__Records from a dataset__.
------------

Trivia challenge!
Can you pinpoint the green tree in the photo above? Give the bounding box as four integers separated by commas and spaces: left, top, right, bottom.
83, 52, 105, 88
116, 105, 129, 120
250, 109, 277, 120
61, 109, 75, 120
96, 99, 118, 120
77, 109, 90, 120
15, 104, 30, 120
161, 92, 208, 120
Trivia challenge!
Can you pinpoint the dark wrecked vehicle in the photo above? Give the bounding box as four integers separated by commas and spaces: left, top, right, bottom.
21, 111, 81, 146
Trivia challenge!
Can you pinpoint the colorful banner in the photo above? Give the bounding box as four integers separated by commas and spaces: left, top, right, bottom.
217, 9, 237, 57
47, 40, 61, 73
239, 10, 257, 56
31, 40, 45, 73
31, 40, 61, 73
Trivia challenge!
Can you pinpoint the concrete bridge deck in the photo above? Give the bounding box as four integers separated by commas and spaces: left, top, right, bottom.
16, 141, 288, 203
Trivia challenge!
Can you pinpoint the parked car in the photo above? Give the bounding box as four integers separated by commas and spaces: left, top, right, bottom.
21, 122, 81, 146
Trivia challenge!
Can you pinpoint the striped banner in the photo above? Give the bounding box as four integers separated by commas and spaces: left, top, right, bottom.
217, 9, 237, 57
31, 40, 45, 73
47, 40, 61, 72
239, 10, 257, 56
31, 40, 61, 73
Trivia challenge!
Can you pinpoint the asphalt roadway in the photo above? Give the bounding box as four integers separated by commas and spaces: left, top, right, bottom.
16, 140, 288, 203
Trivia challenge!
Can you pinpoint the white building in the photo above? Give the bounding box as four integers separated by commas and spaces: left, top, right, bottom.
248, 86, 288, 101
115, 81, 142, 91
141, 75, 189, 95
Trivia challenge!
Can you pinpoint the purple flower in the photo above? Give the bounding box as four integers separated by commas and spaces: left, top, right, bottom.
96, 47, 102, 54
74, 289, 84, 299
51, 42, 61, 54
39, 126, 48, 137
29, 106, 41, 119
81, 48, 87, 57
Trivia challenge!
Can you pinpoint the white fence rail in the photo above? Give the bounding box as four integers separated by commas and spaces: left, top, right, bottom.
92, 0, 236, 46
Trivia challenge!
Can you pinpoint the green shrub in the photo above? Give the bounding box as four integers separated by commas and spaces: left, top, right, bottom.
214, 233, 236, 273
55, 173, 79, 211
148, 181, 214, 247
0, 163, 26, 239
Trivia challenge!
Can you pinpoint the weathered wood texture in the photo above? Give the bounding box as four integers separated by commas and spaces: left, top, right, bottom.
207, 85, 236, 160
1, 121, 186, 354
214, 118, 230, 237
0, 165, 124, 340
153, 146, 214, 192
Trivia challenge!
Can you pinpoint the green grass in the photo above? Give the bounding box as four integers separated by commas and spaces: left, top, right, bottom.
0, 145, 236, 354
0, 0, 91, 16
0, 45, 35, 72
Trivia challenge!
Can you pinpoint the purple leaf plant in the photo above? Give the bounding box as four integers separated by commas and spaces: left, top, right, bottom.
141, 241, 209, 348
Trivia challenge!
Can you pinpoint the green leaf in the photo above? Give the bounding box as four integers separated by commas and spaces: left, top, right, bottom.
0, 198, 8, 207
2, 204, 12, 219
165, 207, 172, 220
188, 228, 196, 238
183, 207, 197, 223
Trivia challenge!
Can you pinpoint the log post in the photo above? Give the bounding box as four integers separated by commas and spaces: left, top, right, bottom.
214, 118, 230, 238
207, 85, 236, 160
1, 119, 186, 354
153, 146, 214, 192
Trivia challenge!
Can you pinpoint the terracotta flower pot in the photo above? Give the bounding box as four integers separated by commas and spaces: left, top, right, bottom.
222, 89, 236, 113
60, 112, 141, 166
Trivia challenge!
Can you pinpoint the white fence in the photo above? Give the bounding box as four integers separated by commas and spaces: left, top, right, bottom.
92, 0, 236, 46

------------

Transcribe the rows verbatim from the very first line down to and including the line containing "161, 92, 208, 120".

__RESULT OF THE TASK__.
Trivia challenge!
Can you pinpoint the green tree in the photo above? Give the bounding box as four integers separated by commas and spaces: left, top, right, bottom.
83, 52, 105, 88
116, 105, 129, 120
250, 109, 277, 120
61, 109, 75, 120
96, 99, 118, 120
77, 109, 90, 120
15, 104, 30, 120
161, 92, 208, 120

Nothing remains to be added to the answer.